◆ Exercise directions
Pick up this audio review comparing the HRT Streamer II with the Nagra CDC player after its last sentence and carry it further.
Start of Extract to read
Though I am on record for despising midget vs. monster shootouts as cheap freak shows, my experiences with the Trends Audio UD-10 Lite had left me impressed with the price/performance ratio of computer audio.

After reading Srajan’s introductory notes on the proprietary asynchronous protocol employed by the commendably cheap HRT Streamer II (€149 list), I decided on a comparison with my scarily expensive Nagra CDC disc player (€14.500 list) which had duly whacked the unfortunate if feisty Trends USB DAC.


The idea here was to match a technologically ambitious entry-level item against a bona fide legacy product. My rig has been with me in its present configuration for more than three years. Speakers and amplification have remained unchanged for some six years altogether. It should be noted that the only real upgrade in this period involved replacing the deservedly hallowed Meridian 508-24 CD player with the Nagra.


I had the good fortune of matching the 508 in my own setup with a number of prospective challengers including  the Meridian 808 in its first iteration as a gussied up DVD-A spinner; the all too cutting-edge Esoteric X-03; and the now extinct three-box YBA CD1 behemoth. All bettered the 508 in some respects but not to the extent of justifying the considerable sums involved in a part exchange. Having heard the Nagra, I decided that it simply played in a different league but that I could not possibly afford it. Predictably can’t afford somehow faded mysteriously. I eventually splurged on the passive-pre-included version of the Nagra as the better value. That’s audiophile economics for you.
End of Extract to read
Start of Supplied material
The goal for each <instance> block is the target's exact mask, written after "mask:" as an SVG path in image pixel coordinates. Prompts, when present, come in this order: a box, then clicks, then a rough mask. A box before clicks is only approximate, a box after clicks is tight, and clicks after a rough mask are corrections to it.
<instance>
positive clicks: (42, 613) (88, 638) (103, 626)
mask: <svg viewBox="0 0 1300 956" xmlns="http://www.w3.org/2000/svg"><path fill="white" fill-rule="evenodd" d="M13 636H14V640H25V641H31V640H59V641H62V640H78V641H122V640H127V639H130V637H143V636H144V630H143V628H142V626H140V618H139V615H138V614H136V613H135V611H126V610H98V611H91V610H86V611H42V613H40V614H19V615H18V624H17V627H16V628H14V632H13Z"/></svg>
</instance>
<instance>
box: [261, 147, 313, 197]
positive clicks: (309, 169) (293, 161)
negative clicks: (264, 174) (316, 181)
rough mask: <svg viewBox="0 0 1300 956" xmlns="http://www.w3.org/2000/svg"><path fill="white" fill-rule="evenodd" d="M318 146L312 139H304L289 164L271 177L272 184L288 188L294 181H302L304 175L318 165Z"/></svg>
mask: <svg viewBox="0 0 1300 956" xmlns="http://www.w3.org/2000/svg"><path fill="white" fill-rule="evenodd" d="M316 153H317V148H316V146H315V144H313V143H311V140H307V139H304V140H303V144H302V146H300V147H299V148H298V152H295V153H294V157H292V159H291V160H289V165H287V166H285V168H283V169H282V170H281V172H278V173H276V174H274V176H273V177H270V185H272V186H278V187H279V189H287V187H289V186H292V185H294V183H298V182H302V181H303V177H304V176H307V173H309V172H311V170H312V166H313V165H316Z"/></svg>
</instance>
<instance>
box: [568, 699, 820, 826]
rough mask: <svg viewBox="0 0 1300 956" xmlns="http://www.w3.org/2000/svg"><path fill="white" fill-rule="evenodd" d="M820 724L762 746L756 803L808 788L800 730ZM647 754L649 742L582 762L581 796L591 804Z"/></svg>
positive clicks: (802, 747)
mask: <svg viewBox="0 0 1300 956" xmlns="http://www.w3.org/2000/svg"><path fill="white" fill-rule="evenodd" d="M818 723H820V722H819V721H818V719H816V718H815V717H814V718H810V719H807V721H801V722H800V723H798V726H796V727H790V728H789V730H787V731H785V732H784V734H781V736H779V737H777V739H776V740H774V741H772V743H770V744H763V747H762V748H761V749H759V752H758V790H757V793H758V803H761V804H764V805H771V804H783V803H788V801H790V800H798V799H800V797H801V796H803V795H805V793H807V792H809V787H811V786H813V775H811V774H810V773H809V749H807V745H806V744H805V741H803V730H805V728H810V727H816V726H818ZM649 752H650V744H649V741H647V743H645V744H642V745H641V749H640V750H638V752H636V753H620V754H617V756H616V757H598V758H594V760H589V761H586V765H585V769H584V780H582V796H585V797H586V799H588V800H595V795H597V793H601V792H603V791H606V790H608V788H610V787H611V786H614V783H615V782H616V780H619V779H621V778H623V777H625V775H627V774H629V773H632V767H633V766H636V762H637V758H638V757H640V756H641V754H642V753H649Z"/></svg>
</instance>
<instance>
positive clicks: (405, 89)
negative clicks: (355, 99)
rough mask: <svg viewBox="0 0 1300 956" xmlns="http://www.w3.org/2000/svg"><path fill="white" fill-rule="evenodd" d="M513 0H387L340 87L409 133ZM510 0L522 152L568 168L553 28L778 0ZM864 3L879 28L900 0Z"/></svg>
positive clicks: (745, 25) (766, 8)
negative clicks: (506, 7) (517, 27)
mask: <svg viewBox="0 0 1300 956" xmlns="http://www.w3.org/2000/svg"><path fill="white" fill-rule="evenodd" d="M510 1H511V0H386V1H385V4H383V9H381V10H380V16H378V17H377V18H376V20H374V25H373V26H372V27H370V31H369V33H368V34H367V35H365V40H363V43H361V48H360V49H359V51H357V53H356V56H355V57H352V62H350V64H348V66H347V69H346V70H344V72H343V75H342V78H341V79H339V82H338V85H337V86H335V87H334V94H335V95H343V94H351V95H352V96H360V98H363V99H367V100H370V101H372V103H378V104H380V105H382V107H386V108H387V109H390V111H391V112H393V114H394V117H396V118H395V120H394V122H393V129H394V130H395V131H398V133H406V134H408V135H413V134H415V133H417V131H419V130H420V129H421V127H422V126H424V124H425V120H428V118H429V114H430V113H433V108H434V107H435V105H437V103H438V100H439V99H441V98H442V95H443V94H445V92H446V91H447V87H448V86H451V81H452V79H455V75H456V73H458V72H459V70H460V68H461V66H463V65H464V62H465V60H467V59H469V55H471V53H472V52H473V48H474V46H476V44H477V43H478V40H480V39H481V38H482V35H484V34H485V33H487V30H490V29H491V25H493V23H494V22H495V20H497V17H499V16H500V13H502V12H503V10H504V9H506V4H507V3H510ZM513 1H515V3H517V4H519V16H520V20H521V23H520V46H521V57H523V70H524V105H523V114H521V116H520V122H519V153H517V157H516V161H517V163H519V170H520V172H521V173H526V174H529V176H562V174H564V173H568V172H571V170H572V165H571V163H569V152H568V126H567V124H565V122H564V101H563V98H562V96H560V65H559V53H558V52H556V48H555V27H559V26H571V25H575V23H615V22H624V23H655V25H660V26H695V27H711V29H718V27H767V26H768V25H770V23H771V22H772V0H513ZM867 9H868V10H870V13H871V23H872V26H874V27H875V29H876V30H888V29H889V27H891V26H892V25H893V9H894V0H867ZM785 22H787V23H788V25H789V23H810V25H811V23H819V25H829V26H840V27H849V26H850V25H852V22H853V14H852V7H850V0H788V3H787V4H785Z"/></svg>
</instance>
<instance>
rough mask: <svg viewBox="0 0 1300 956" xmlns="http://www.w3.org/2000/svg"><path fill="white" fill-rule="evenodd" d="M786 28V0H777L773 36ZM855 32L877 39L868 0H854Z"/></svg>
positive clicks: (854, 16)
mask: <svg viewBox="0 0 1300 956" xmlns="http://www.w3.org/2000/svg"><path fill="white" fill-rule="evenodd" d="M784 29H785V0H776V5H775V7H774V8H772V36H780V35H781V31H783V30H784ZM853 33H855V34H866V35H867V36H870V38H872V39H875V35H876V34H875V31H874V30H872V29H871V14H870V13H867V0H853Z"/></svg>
End of Supplied material
◆ Output
Boring as they may be, these details are useful in explaining that today's death match was intended not as a bare-knuckle brawl between two wildly different price points—the traditional freak show as it were—but as an informed evaluation of the changes introduced in my personal reference by an alternate source of computer audio.


To this end the solidly built if austere Streamer was painlessly plugged via a freebie USB cable into my white Intel Macbook which automatically invalidates the latter’s master volume by setting it to the max. This connected to a Nagra PLL line input via a pair of Van den Hul The Second cables. To keep things honest, the same type of cables connected the CDC’s unbalanced output to a second PLL input though usually I wire the whole system in  fully balanced mode. Music was ripped from CD to iTunes at x 2 speed, a very notional tweak.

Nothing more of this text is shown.